Image point annotation entries
⟨
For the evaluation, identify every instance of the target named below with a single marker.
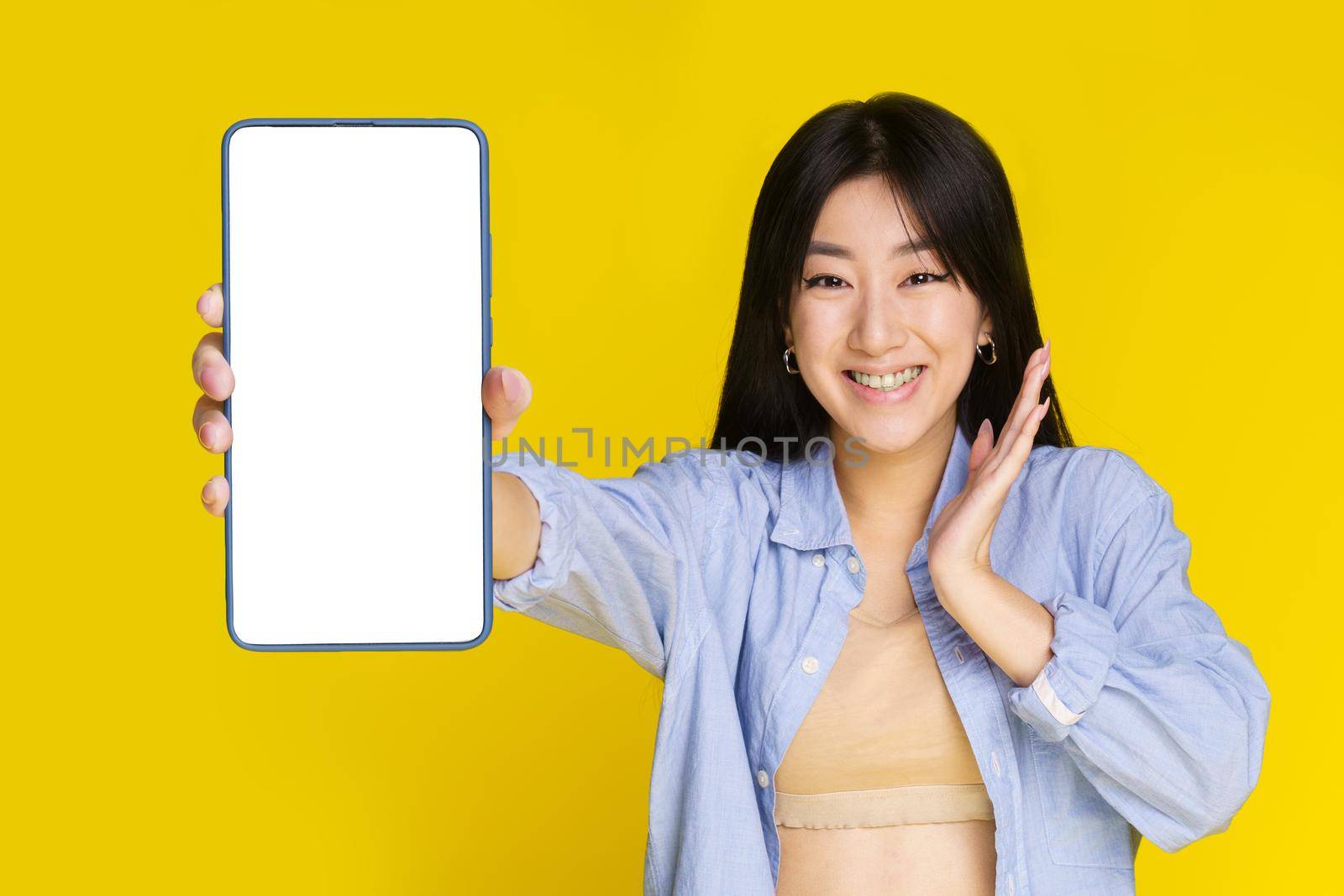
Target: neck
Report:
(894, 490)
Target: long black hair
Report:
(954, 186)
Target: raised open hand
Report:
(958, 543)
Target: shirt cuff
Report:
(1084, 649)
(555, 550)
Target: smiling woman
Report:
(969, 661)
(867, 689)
⟩
WHAT TO PRODUCE: Reproduce the items word for word, starting at the line that contains "Target: raised open hand" and continuing through the last line of the items, with both ends included.

REPLY:
Target: raised open hand
Report:
(958, 543)
Target: shirt cuff
Report:
(1084, 649)
(555, 550)
Target: smiling woman
Report:
(969, 661)
(867, 689)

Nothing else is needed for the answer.